==== Metin bölümü

Hasan Sabbah da fedailerini hemen her yere yerleştirdi ve kendisine kesin bir inançla bağlı kalmalarını sağlayarak Haçlı zihniyetinin emellerine hizmet etti. Fethullah Gülen de "Sizler Hitlerin tankları gibisiniz. Hitler Rusya'ya doğru ilerlerken karşısına çıkan bataklıkları aşmak için tankları bataklıklara sapladı, kendilerini feda edenler arkadan gelenlere yol açtı, sizler de bu tür fedakarlıklar yaparak sonradan geleceklere ortam hazırlamalısınız" diyordu. Bu yapı öylesine sinsi ve çabuk kabuk değiştirebilen bir yapı ki amaçlarına ulaşmak için her yolu mübah gördüler. Öyle ki 1997'nin Aralık ayında Gazeteciler ve Yazarlar Vakfı İsmail Hakkı Karadayı'ya bile yılın hoşgörü ödülüne layık görmüştü. Lakin bu talep reddedilmiş.
*
Üzerinde çok iyi çalışılmış, ince hesap yapılmış bir örgüt var karşımızda. Bugün dünyada yeni bin yılın Selahaddin Eyyubi'si olarak görülen Erdoğan ise bu örgütle 2013 yılından beri sahici anlamda mücadele ediyor. Barzani ile yapılan petrol anlaşmalarının arifesinde start verdikleri operasyonlar Erdoğan'ın kararlı duruşuyla bertaraf edildi. Türkiye içeride siyasi birliği inşa ettikçe, çözüm süreciyle birlikte hedeflediği kadim Türk Kürt birlikteliğini tesis etme yolunda adımlar attıkça, en önemlisi de Ortadoğu'da medeniyet perspektifli bir dış politika geliştirdikçe yani artık bundan böyle bölgede "ben de varım" dedikçe FETÖ'nün kimyası bozuldu. Hatta lideri son zamanlarda Bekir Coşkun ve Yılmaz Özdil ağzıyla Erdoğan'a ve seçmene hakaret etmeye başladı. Öyle ki "Erdoğan'a dost olana düşman, düşman olana dost" edindiler.

========

> **Kısa görev**: Metin bölümünde "Hasan Sabbah da" ile başlayıp "bu talep reddedilmiş." ifadesine kadar süren kısmı hiç değiştirmeden çoğaltın.

==== Gösterilen liste

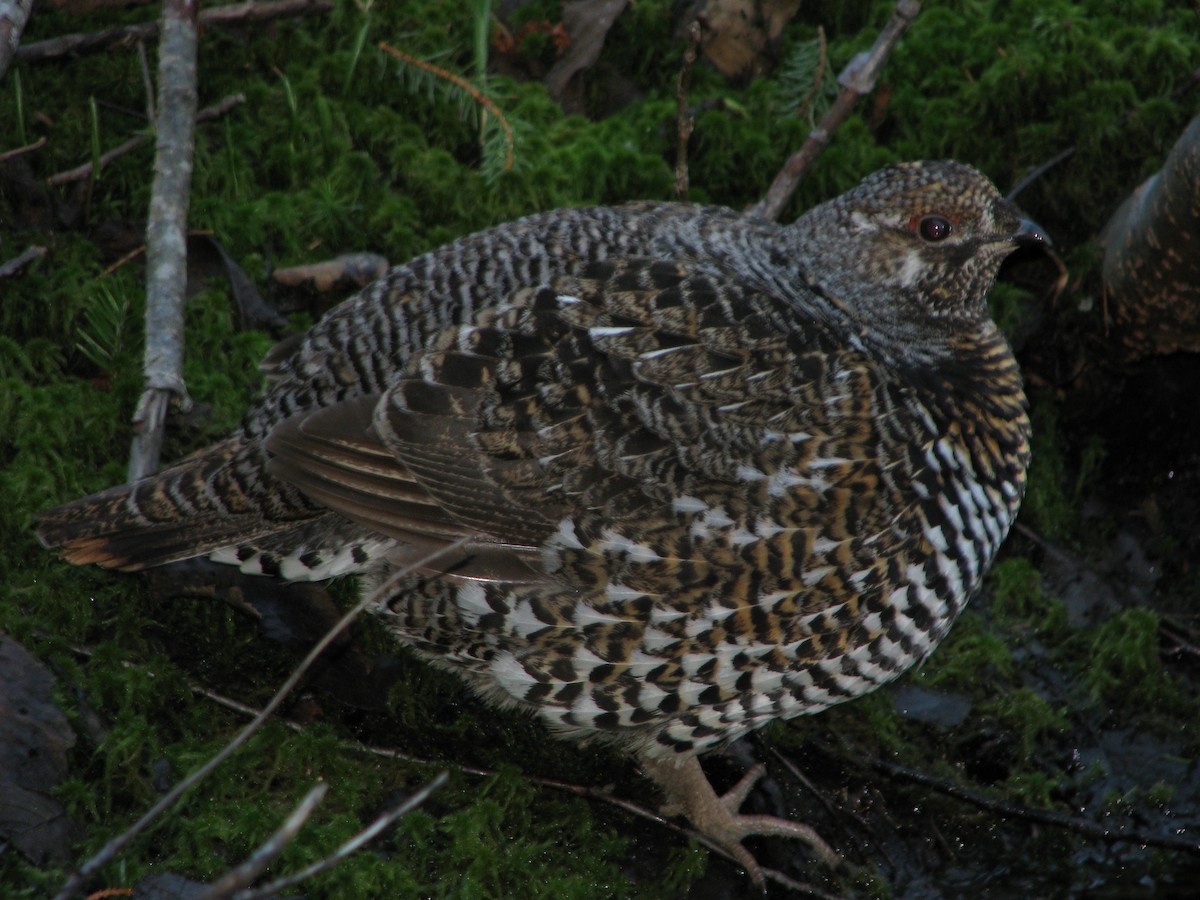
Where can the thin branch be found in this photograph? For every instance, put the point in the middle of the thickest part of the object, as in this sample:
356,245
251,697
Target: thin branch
1108,833
119,843
19,150
857,79
83,172
167,235
352,846
210,17
147,81
249,871
459,81
684,123
13,16
19,262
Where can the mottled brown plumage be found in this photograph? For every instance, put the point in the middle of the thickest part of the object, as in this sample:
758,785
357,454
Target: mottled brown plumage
712,472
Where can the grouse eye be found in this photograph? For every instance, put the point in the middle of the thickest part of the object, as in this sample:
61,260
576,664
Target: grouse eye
935,228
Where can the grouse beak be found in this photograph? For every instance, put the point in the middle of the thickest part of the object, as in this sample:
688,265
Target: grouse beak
1030,233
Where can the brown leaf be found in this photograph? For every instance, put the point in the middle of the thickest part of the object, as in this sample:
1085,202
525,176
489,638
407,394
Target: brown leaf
34,742
737,33
588,23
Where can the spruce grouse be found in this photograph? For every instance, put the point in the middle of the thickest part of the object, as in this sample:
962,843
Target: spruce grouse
712,471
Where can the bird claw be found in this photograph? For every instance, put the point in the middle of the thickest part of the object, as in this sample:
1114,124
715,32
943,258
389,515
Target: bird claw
689,793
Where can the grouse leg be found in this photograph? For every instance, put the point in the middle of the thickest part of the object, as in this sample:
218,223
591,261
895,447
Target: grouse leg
689,793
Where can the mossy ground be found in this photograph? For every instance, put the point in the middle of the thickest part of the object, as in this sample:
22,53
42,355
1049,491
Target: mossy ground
333,153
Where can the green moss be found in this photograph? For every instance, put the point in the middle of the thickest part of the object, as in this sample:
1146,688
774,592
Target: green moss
1123,666
972,659
333,151
1018,598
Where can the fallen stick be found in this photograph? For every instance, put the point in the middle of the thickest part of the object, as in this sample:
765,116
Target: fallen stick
857,79
216,16
81,173
167,235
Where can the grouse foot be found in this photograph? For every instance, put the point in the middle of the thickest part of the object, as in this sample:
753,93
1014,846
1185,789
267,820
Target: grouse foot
689,793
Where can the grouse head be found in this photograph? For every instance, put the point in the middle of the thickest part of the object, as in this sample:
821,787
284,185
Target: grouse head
911,252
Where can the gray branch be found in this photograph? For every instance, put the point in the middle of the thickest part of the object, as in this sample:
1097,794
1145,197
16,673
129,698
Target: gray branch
167,234
214,16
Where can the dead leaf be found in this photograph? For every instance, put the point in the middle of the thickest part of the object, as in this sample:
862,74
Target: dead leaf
738,31
588,23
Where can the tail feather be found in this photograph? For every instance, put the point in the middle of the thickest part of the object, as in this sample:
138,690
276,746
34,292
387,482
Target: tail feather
174,515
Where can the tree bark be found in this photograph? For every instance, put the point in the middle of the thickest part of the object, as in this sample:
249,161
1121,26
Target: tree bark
167,234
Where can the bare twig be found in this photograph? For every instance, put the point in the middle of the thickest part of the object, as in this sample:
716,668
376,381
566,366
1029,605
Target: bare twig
114,846
13,16
352,846
857,79
167,235
19,150
19,262
83,172
147,81
684,123
1109,833
247,873
214,16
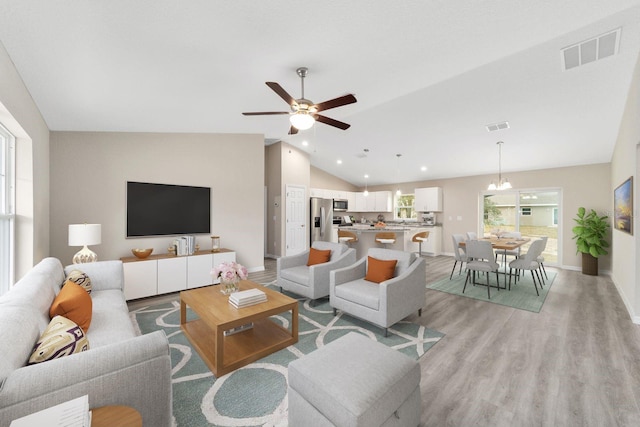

========

> **Yanıt**:
Hasan Sabbah da fedailerini hemen her yere yerleştirdi ve kendisine kesin bir inançla bağlı kalmalarını sağlayarak Haçlı zihniyetinin emellerine hizmet etti. Fethullah Gülen de "Sizler Hitlerin tankları gibisiniz. Hitler Rusya'ya doğru ilerlerken karşısına çıkan bataklıkları aşmak için tankları bataklıklara sapladı, kendilerini feda edenler arkadan gelenlere yol açtı, sizler de bu tür fedakarlıklar yaparak sonradan geleceklere ortam hazırlamalısınız" diyordu. Bu yapı öylesine sinsi ve çabuk kabuk değiştirebilen bir yapı ki amaçlarına ulaşmak için her yolu mübah gördüler. Öyle ki 1997'nin Aralık ayında Gazeteciler ve Yazarlar Vakfı İsmail Hakkı Karadayı'ya bile yılın hoşgörü ödülüne layık görmüştü. Lakin bu talep reddedilmiş.